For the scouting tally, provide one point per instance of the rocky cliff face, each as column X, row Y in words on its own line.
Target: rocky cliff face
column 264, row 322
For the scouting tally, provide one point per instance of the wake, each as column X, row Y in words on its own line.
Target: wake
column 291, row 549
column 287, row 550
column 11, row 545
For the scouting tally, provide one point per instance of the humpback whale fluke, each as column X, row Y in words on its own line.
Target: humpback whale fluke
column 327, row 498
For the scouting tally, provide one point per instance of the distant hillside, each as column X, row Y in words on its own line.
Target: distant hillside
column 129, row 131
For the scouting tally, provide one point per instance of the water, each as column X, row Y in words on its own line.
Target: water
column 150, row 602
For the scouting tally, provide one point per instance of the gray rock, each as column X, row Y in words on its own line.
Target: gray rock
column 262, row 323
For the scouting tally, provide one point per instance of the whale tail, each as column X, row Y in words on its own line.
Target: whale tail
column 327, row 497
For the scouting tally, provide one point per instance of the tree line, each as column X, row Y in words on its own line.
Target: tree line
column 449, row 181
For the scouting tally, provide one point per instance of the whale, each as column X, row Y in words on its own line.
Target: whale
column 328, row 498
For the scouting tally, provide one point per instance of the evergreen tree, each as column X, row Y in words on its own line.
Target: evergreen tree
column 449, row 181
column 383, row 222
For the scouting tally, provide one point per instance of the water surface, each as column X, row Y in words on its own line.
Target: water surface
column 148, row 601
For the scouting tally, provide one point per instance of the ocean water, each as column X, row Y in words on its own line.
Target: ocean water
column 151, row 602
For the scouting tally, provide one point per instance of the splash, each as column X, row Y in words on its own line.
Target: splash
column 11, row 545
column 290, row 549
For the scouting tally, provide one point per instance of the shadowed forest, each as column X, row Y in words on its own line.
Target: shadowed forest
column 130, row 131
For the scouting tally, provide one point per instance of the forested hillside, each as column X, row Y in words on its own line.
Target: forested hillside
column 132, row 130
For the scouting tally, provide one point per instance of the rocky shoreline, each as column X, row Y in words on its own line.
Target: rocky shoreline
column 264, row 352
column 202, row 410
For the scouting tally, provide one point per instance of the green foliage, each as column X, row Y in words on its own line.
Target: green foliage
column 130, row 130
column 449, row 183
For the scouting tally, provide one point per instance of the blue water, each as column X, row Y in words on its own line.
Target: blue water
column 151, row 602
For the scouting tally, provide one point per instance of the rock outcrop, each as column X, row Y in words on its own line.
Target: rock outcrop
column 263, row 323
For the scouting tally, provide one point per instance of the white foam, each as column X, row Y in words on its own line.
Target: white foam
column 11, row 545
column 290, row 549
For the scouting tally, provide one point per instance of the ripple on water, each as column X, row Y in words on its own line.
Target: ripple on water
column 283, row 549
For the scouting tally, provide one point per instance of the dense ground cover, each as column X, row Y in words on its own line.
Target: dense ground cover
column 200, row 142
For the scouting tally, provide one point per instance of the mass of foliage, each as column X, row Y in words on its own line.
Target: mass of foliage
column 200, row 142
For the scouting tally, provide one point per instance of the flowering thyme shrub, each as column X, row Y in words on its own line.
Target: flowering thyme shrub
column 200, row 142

▸ **Challenge**:
Can you update all of the entries above by replacing "scouting tally" with "field survey" everywhere it occurs and leaving everything else unchanged?

▸ **Task answer**:
For the field survey, provide one point per instance of the rocky cliff face, each as column X, row Y in words on its own line.
Target: rocky cliff face
column 264, row 322
For the field survey, provide one point per instance of the wake, each as column X, row Y in words on its own line.
Target: wake
column 291, row 549
column 287, row 550
column 11, row 545
For the field survey, provide one point per instance of the humpback whale fluke, each as column X, row Y in words on its own line.
Target: humpback whale fluke
column 327, row 498
For the field survey, provide one point per instance of the distant hillside, each as column X, row Y in words on its own line.
Target: distant hillside
column 129, row 131
For the field survey, provide one point per instance of the water, each as column X, row Y in words on its own line.
Target: water
column 150, row 602
For the field survey, provide one point per instance of the gray rock, each as column X, row Y in words on its own line.
Target: gray rock
column 262, row 323
For the field survey, provide one point per instance of the whale tail, each as column X, row Y in words on its own line.
Target: whale tail
column 327, row 497
For the field survey, provide one point per instance of the tree line, each as column X, row Y in words on its own line.
Target: tree line
column 449, row 181
For the field survey, provide one point per instance of the whale, each as column X, row Y in words on its own line.
Target: whale
column 328, row 498
For the field survey, provide one point per instance of the evergreen tree, each as column X, row Y in words on its own line.
Target: evergreen tree
column 449, row 181
column 383, row 222
For the field survey, provide one point per instance of the water surface, each as column X, row Y in words on its own line.
Target: water surface
column 148, row 601
For the field survey, provide one point per instance of the ocean water, each as column X, row Y in words on its own line.
Target: ocean water
column 151, row 602
For the field survey, provide one point per instance of the splash, each as column X, row Y in words on its own line.
Target: splash
column 11, row 545
column 290, row 549
For the field survey, provide one point per instance of the shadowed forest, each as column X, row Y in words on its own line.
Target: shadowed forest
column 130, row 131
For the field survey, provide one point per instance of the forested hillside, each as column X, row Y in words on its own line.
Target: forested hillside
column 132, row 130
For the field survey, provide one point per instance of the rocky shoreline, each as column X, row Y in words on its own line.
Target: rocky shoreline
column 264, row 352
column 202, row 410
For the field survey, provide one point per instance of the green foliage, each as column X, row Y in words on its own line.
Target: green foliage
column 130, row 130
column 449, row 183
For the field survey, provide one point per instance of the blue water, each as column X, row Y in words on its own line.
Target: blue water
column 151, row 602
For the field survey, provide one point per instance of the rock outcrop, each as column X, row Y in words on its own line.
Target: rock outcrop
column 263, row 323
For the field survey, provide one point per instance of the white foam, each as column X, row Y in words on its own line.
Target: white foam
column 11, row 545
column 290, row 549
For the field survey, provide one point per instance of the ripple on water, each as column X, row Y in words on its own line.
Target: ripple on water
column 283, row 549
For the field survey, provide one point per instance of the dense ground cover, each as column X, row Y in words on its own line.
Target: dense ground cover
column 200, row 142
For the field survey, provide one point per instance of the mass of foliage, each as column X, row Y in words on its own line.
Target: mass of foliage
column 200, row 142
For the field survey, provide one point per instance of the flowering thyme shrub, each as column X, row Y in words on its own line.
Target: flowering thyme shrub
column 200, row 142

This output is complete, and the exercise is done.